Stored data

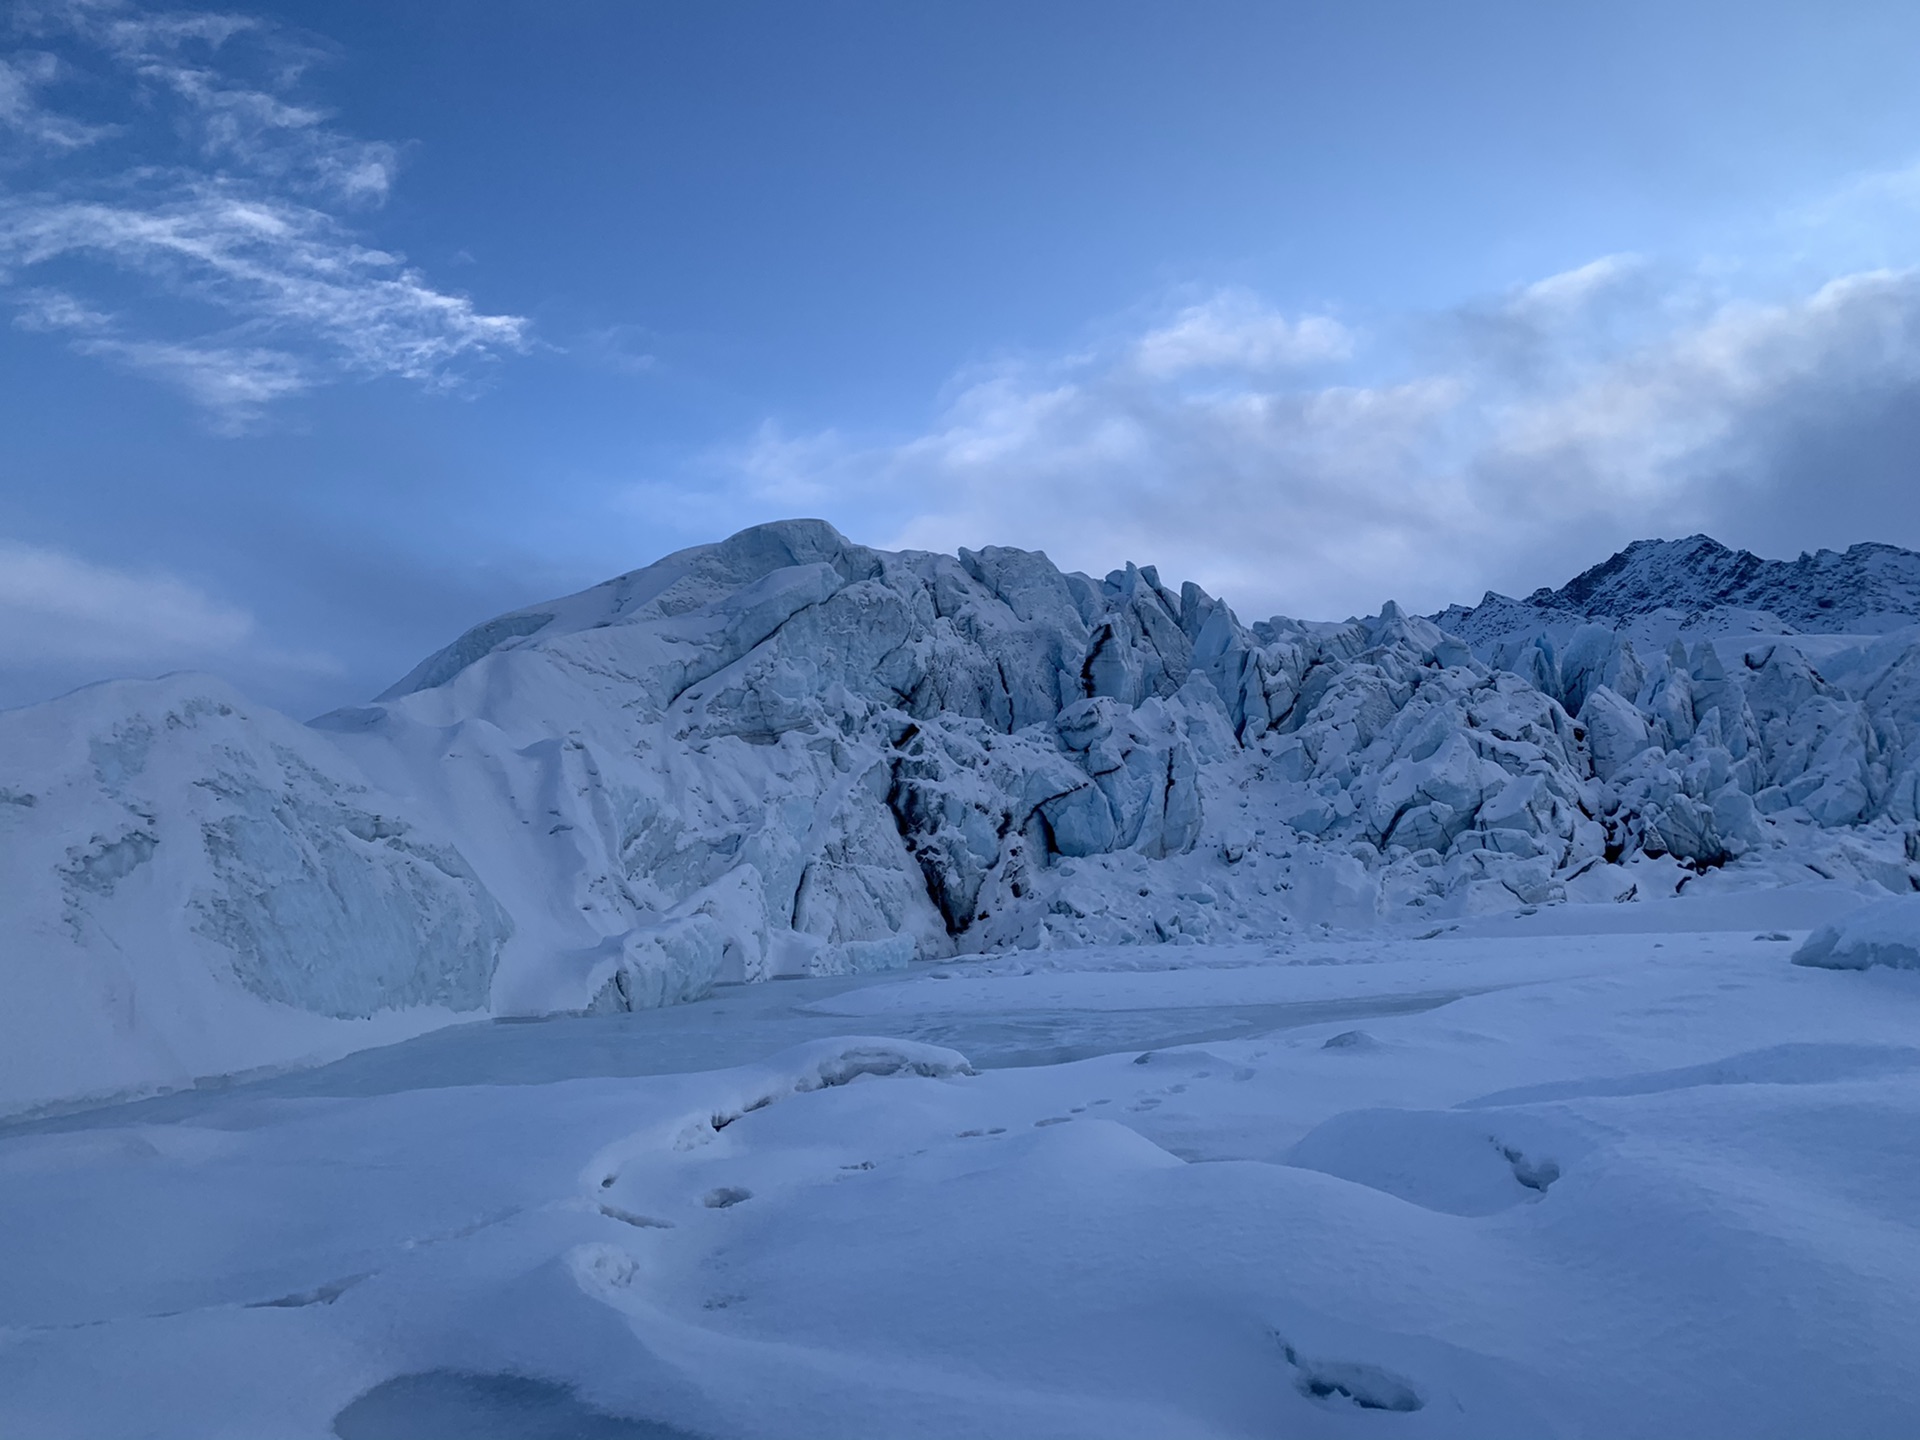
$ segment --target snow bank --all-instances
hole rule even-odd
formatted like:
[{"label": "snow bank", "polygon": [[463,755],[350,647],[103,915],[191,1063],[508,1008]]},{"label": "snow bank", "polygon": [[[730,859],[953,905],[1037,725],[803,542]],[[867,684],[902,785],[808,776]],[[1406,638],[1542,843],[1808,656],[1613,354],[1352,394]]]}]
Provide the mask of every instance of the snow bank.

What you have to do: Each entry above must be printed exactly, apart from its pictures.

Response for this exercise:
$ segment --target snow bank --all-instances
hole rule even-odd
formatted like:
[{"label": "snow bank", "polygon": [[463,755],[350,647],[103,915],[191,1063],[508,1008]]},{"label": "snow bank", "polygon": [[[730,859],[953,905],[1037,725],[803,542]],[[867,684],[902,785],[808,776]],[[1406,638],[1542,843],[1808,656],[1613,354],[1352,394]]]}]
Provide the mask of every instance of the snow bank.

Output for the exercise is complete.